Kensington Palace and Gardens
King Edward VII instigated a sunken garden at the north-east rear of the palace, designed in a 17th century Dutch style by the garden historian Ernest Law. During the Edwardian period Kensington Gardens were a favourite meeting place of Kensington and Bayswater nannies and most certainly would have been visited by Peter Pan’s friends, the Darling children.
Queen Mary, wife of King George V, was a great supporter of the London Museum. For two years between 1912 and 1914 it was housed in Kensington Palace. The museum returned from 1950 until it merged with the Guildhall Museum in 1976 and moved to new premises in the City.

■ Image point grounding data
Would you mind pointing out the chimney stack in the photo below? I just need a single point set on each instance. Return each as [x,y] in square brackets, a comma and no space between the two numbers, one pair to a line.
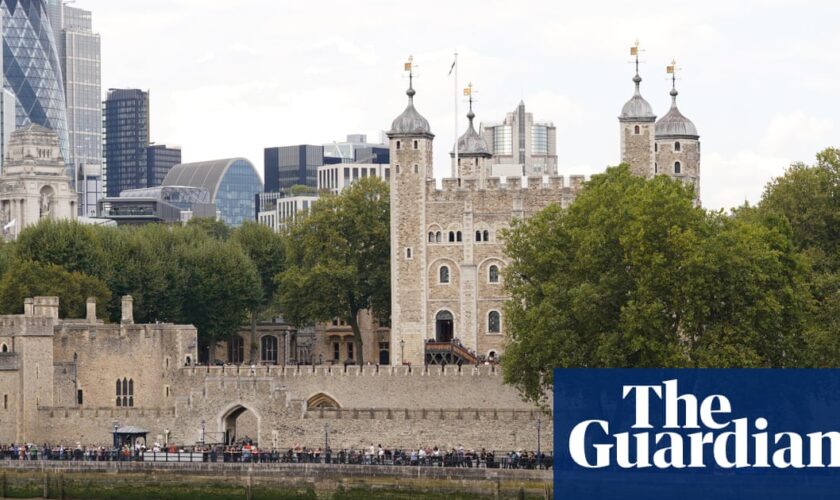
[46,307]
[128,310]
[91,310]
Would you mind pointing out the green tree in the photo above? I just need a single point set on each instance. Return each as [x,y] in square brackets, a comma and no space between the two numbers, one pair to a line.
[221,287]
[266,250]
[634,275]
[808,198]
[337,262]
[69,244]
[28,279]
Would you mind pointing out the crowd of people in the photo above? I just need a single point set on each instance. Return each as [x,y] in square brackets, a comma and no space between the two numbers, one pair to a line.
[247,451]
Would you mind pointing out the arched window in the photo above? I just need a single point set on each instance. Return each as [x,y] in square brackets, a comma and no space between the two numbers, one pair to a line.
[268,349]
[494,274]
[494,322]
[236,350]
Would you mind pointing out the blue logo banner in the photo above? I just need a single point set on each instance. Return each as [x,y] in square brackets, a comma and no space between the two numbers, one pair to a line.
[696,434]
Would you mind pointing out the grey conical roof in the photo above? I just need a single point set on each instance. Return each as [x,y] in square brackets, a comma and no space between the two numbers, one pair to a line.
[637,108]
[674,124]
[410,122]
[472,144]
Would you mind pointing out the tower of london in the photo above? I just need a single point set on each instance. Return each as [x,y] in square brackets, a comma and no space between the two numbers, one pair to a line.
[447,257]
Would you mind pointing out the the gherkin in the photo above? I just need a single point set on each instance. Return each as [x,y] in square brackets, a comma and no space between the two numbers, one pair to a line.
[31,67]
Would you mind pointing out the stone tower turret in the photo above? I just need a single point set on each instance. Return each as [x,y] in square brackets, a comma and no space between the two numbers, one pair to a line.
[473,153]
[678,144]
[637,130]
[411,165]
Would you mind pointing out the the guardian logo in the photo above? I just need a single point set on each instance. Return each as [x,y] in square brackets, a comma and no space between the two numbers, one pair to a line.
[695,432]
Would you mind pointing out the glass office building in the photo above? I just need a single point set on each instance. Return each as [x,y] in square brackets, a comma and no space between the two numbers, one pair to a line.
[160,158]
[233,185]
[126,122]
[80,59]
[31,68]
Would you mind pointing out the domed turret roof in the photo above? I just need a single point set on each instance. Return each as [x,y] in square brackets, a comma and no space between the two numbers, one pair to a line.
[471,143]
[674,124]
[410,122]
[637,108]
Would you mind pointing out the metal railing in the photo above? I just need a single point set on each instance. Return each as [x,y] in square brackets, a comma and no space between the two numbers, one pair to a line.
[490,460]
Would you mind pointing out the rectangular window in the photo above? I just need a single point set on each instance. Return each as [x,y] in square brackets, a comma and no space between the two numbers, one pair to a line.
[503,140]
[539,140]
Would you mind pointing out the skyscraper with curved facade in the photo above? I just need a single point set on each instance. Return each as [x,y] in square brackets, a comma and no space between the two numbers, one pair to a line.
[31,67]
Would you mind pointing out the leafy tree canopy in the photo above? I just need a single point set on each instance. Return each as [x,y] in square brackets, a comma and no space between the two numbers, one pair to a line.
[337,261]
[634,275]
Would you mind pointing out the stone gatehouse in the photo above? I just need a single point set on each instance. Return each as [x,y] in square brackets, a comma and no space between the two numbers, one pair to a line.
[73,380]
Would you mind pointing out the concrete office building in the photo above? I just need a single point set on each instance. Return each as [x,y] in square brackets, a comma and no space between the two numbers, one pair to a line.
[520,145]
[334,178]
[356,149]
[289,166]
[80,55]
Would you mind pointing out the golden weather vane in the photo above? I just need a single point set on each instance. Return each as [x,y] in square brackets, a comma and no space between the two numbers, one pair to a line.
[634,51]
[672,70]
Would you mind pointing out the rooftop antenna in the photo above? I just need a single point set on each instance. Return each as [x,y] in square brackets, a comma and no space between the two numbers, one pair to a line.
[672,70]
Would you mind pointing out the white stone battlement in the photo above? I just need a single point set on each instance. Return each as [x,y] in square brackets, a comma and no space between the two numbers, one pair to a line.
[244,371]
[514,183]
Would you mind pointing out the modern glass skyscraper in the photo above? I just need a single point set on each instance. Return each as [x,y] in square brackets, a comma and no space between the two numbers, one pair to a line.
[31,67]
[126,120]
[160,158]
[80,59]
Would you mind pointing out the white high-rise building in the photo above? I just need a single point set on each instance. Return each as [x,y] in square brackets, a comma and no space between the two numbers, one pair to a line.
[80,53]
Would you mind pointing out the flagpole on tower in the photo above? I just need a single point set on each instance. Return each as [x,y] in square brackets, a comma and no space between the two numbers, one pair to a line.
[455,68]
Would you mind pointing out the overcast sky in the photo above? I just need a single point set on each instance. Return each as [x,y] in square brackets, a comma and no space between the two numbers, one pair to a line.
[761,79]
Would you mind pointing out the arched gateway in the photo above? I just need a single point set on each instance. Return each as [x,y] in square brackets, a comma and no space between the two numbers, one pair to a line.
[237,423]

■ Study questions
[1] Decide whether each statement agrees with the text on Kensington Palace and Gardens, answering yes or no and quoting the words that settle it: (a) The sunken garden was designed in a 17th-century Dutch style by Ernest Law. (b) The London Museum was housed in Kensington Palace from 1912 to 1920. (c) The London Museum merged with the Guildhall Museum in 1976.
[2] Rewrite everything from "Kensington Palace and" down to "the Darling children." in the text on Kensington Palace and Gardens, putting "governesses" in place of "nannies".
[3] According to the text on Kensington Palace and Gardens, which museum did Queen Mary strongly support?
The records play no part in what is asked here.

■ Written answers
[1]
(a) Yes: "designed in a 17th century Dutch style by the garden historian Ernest Law"
(b) No: "For two years between 1912 and 1914 it was housed in Kensington Palace."
(c) Yes: "until it merged with the Guildhall Museum in 1976"

[2]
Kensington Palace and Gardens
King Edward VII instigated a sunken garden at the north-east rear of the palace, designed in a 17th century Dutch style by the garden historian Ernest Law. During the Edwardian period Kensington Gardens were a favourite meeting place of Kensington and Bayswater governesses and most certainly would have been visited by Peter Pan’s friends, the Darling children.

[3] The London Museum.